[DOCUMENT SEGMENT]
★ ★ ★
What ingredients make good all purpose cleaners around the home?
Take this mentality into all your cleaning. When you want to add a kick to your cleaning, use products that are “food grade”. Vinegar and baking soda are amazingly effective when you want to bring in more power. Baking soda with its graininess is great for scrubbing sinks, tubs, and tile. Vinegar kills off most germs and is safe to ingest. And the vapors evaporate quickly. It works great for counters, table tops and floors.
In addition to using baking soda as an abrasive for your sink and tub you have to think of the toilet. Toilet bowls, though we are all pretty grossed out by them, are not going to benefit from a dosing of harsh chemicals. Again, approach cleaning them with the same concept as other areas. Basic cleaners (vinegar primarily) will go a long way to get them clean. (No one is eating there anyway!)
★ ★ ★
[SUPPLIED MATERIAL]
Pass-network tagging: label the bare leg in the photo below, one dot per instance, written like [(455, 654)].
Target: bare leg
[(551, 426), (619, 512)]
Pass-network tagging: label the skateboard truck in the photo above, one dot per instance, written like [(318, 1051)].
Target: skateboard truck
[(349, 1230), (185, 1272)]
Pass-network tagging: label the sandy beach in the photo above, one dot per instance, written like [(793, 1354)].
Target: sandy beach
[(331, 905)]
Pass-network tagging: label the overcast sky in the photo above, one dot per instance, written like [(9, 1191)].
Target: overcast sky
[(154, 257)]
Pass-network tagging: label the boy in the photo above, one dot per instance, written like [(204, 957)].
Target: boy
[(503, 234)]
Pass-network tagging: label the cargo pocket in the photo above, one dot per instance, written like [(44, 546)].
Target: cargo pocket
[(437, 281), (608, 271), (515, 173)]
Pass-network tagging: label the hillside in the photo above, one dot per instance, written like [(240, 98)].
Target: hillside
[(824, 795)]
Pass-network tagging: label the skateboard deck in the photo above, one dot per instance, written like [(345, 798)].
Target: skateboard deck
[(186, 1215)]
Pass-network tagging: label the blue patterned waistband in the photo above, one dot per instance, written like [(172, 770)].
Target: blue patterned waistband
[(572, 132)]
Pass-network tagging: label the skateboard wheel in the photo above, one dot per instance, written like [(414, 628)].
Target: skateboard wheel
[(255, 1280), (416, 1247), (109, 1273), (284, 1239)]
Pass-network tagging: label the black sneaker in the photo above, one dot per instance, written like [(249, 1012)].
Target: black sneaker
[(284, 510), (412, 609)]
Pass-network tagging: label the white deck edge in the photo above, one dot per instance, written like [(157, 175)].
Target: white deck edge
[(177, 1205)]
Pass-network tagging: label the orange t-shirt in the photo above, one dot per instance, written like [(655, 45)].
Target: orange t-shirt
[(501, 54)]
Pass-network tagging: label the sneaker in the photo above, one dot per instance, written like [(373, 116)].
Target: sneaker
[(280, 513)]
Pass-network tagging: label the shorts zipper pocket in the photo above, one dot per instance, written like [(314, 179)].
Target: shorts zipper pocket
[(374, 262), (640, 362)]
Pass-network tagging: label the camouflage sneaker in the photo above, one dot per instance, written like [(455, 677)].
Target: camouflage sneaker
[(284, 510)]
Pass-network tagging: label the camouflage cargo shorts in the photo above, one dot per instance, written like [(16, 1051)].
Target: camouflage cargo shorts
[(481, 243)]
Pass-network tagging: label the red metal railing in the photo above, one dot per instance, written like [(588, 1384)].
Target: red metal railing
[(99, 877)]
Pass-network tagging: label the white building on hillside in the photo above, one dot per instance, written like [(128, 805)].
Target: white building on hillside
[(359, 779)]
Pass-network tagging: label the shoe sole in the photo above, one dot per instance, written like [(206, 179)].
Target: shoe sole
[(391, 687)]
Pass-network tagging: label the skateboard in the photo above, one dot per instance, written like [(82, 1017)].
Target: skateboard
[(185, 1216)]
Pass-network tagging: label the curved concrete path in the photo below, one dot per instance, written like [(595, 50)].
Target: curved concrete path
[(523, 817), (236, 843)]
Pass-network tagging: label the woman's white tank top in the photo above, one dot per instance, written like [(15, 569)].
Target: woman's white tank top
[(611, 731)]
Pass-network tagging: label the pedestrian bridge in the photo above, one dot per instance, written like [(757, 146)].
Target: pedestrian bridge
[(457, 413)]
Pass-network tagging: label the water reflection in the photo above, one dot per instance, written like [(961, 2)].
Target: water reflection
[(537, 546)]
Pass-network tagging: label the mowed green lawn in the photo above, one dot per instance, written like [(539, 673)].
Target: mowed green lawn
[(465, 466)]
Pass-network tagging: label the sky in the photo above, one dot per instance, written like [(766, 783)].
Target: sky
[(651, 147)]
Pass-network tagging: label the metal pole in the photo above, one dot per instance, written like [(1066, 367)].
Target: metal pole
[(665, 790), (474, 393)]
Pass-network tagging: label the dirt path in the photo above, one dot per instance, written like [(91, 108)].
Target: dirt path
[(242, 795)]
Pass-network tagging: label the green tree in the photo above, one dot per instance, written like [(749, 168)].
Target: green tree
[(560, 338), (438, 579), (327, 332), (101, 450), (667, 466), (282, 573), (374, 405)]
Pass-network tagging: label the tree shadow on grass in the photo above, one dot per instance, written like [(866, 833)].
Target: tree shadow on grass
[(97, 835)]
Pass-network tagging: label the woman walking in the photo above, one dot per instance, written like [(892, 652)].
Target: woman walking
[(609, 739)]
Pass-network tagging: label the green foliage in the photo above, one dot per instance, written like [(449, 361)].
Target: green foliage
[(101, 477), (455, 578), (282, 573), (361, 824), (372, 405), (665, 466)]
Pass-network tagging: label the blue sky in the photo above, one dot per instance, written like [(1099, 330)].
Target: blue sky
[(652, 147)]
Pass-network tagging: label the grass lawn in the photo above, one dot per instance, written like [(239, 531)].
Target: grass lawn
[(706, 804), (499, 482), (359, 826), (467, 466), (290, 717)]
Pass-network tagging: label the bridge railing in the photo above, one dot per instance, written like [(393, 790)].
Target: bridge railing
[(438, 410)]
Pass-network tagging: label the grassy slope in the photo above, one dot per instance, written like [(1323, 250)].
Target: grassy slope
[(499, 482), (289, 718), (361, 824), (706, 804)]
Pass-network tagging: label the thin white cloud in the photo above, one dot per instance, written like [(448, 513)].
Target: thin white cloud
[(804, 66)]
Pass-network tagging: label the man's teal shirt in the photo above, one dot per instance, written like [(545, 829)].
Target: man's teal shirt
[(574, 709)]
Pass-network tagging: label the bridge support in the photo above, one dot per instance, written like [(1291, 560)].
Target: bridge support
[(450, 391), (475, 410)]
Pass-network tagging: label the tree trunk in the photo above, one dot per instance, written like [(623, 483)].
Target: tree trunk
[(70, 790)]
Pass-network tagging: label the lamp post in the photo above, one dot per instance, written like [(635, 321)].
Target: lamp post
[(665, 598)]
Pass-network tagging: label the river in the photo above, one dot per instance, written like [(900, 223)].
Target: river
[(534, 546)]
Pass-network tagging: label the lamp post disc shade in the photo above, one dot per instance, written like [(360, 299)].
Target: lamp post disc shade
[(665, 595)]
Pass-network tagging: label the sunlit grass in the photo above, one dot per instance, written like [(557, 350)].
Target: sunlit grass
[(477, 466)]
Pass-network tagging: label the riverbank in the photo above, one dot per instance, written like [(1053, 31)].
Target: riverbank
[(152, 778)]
★ ★ ★
[EXERCISES TO COMPLETE]
**a.** Answer these questions from the cleaning text:
(i) What does the cleaning text say baking soda's graininess is great for scrubbing?
(ii) Which surfaces does it say vinegar works great for?
(iii) What does it say toilet bowls will not benefit from?
**b.** Copy out, word for word, the part of the cleaning text that opens with the words "Take this mentality" and closes with "tops and floors.".

[EXERCISE RESPONSES]
**a.**
(i) Sinks, tubs, and tile.
(ii) Counters, table tops and floors.
(iii) A dosing of harsh chemicals.

**b.**
Take this mentality into all your cleaning. When you want to add a kick to your cleaning, use products that are “food grade”. Vinegar and baking soda are amazingly effective when you want to bring in more power. Baking soda with its graininess is great for scrubbing sinks, tubs, and tile. Vinegar kills off most germs and is safe to ingest. And the vapors evaporate quickly. It works great for counters, table tops and floors.